* [Set problem]:
Copy out every line below that contains the string "footprint".

────

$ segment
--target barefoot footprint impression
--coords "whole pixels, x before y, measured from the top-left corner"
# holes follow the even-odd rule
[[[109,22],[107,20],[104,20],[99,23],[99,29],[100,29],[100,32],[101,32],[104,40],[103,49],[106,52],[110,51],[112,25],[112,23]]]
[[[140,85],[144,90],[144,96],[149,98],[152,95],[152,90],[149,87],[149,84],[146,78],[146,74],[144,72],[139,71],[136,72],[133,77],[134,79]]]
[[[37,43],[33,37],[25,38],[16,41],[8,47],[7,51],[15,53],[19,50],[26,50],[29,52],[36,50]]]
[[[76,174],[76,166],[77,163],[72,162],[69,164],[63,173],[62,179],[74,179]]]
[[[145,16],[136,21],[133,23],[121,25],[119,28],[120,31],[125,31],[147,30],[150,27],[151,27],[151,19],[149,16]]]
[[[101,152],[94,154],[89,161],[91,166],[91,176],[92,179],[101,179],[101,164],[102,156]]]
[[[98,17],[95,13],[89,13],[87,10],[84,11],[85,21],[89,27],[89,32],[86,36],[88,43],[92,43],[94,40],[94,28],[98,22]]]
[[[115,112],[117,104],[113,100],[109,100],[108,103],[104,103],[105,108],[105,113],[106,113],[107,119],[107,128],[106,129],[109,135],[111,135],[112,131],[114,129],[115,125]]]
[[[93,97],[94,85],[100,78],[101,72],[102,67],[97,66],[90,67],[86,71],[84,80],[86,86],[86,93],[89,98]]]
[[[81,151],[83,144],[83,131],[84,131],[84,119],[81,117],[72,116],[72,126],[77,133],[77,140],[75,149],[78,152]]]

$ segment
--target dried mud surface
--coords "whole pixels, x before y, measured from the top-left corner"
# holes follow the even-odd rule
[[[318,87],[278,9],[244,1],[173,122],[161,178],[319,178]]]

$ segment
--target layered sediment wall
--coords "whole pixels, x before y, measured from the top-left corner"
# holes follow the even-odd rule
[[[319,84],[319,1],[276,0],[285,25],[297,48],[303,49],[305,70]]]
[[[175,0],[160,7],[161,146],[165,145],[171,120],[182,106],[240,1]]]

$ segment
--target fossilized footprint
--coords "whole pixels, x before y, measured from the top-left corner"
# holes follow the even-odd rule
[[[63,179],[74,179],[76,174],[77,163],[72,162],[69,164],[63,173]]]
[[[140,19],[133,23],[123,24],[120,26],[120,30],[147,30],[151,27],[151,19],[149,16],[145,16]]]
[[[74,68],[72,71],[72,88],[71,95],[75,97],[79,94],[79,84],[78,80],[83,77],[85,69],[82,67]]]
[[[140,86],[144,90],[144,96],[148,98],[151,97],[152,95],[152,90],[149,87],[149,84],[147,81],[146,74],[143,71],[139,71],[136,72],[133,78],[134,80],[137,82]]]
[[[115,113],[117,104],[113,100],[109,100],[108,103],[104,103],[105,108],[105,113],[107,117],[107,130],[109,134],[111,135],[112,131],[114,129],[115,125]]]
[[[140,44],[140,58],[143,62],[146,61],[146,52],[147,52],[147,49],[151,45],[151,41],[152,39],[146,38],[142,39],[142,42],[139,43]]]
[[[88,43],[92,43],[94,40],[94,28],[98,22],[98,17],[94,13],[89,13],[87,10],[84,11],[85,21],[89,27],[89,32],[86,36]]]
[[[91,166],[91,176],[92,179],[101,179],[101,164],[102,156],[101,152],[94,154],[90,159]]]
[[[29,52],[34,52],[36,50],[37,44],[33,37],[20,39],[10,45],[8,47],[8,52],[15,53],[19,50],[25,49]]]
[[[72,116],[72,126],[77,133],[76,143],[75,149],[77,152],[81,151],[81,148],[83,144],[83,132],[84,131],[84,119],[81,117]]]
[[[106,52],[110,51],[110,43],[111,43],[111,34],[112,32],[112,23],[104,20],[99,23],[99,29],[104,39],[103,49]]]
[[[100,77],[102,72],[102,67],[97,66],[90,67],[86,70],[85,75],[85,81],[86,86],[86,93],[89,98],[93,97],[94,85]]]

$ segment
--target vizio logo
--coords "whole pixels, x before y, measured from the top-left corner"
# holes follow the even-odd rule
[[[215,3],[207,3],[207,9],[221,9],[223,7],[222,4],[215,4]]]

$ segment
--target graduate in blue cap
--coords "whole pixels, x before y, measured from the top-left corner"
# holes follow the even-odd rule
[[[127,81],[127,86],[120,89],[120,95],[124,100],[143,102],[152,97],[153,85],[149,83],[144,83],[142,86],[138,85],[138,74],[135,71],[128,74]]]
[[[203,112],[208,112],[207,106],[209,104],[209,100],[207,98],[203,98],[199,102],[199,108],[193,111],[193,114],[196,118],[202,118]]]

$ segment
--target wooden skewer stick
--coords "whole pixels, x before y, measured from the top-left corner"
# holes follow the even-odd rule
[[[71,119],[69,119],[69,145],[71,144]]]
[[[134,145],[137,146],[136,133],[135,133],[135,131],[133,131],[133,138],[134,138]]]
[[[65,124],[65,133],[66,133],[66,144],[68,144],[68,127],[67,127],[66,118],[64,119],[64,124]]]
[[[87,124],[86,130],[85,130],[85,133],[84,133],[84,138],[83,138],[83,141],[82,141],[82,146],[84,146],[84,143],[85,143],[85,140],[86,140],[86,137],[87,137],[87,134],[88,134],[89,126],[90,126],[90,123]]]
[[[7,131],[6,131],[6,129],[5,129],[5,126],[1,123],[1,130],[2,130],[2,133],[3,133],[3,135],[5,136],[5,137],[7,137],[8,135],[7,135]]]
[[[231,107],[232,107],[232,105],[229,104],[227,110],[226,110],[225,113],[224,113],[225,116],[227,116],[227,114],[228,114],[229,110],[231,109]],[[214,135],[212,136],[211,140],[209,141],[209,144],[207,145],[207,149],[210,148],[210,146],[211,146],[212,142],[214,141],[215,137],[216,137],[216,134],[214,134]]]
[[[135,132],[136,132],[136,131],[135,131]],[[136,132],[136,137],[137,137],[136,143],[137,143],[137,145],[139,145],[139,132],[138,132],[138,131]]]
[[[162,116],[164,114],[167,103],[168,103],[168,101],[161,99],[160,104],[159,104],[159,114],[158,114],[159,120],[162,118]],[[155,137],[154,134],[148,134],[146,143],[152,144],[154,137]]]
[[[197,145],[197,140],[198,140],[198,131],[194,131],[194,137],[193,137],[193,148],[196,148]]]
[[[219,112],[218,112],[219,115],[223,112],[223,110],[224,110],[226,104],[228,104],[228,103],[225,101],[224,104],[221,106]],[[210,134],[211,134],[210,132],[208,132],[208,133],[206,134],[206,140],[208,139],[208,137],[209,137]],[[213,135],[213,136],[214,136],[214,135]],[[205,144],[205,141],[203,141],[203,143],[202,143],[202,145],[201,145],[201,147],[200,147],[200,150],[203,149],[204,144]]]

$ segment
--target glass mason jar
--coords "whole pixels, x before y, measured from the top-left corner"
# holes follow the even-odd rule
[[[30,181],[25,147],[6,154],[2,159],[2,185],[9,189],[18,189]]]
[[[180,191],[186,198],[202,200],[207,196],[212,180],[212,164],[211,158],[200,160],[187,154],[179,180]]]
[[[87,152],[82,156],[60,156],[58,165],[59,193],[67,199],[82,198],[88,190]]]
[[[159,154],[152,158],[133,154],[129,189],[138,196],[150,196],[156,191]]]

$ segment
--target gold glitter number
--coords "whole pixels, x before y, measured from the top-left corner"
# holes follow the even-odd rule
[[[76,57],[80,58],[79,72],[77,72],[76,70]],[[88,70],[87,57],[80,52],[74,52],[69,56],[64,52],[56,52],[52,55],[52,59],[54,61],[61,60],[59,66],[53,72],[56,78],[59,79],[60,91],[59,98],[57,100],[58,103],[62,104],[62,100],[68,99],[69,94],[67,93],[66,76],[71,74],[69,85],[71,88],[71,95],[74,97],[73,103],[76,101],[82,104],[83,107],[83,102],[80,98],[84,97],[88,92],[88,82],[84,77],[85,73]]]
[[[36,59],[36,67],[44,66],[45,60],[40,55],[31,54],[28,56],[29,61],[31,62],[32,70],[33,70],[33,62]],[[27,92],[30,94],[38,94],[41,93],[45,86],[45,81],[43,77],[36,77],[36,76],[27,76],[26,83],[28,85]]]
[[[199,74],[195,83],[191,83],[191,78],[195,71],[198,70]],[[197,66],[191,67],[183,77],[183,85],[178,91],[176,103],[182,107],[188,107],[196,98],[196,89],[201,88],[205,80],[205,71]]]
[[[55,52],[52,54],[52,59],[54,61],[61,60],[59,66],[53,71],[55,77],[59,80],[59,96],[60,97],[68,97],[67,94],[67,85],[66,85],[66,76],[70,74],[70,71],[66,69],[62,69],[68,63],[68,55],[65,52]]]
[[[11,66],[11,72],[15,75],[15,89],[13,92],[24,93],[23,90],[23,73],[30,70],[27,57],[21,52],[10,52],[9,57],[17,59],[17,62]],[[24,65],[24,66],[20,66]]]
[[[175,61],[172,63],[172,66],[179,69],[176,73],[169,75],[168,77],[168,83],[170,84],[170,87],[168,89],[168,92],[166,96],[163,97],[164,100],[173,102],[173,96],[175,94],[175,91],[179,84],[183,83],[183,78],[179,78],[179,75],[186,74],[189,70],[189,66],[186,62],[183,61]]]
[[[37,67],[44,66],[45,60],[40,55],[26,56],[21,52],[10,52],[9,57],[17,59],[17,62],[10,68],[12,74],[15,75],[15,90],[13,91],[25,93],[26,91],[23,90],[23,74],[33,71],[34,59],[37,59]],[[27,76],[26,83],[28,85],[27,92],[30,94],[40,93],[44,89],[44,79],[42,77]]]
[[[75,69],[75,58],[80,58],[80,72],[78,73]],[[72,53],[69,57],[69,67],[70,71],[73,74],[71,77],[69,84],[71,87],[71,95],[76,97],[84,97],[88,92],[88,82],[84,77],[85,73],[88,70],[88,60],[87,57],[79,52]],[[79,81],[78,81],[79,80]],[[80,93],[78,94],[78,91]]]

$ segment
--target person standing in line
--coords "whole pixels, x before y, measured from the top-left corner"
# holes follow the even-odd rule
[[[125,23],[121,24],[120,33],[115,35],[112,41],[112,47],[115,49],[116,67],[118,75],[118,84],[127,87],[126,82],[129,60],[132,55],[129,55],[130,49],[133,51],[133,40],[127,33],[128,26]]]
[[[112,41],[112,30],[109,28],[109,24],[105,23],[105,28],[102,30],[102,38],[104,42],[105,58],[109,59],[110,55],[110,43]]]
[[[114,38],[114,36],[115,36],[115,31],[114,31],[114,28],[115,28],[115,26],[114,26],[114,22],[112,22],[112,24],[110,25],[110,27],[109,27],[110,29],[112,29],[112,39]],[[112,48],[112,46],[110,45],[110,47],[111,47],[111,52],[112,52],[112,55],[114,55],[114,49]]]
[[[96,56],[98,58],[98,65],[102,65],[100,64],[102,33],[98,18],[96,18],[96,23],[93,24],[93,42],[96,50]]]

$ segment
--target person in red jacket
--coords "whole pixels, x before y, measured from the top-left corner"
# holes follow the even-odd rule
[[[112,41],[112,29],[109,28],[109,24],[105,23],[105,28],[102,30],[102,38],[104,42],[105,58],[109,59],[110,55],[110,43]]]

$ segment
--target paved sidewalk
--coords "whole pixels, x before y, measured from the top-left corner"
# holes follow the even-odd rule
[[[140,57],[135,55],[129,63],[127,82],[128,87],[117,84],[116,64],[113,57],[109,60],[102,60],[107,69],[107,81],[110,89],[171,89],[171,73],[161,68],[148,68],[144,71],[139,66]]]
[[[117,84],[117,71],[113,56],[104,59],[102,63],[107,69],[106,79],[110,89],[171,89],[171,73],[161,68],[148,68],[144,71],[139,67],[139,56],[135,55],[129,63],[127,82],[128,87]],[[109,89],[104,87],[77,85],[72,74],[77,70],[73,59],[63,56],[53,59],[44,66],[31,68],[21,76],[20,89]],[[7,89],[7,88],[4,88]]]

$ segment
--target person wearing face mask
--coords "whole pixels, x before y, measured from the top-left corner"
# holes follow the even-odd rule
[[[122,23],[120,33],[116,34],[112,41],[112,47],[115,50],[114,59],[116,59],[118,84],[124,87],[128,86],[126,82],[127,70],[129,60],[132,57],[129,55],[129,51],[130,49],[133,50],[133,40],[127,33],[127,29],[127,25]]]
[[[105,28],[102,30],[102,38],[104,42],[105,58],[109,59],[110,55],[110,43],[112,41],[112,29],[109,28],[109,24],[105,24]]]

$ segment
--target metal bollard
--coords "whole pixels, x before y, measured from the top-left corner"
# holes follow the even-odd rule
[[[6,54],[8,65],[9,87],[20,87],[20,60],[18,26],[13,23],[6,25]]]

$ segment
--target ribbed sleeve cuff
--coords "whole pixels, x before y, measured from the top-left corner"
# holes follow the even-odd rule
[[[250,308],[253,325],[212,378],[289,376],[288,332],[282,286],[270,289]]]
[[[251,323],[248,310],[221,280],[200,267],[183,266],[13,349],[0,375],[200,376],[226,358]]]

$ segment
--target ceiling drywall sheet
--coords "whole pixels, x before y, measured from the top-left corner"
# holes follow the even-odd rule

────

* [Solution]:
--target barefoot footprint impression
--target fossilized footprint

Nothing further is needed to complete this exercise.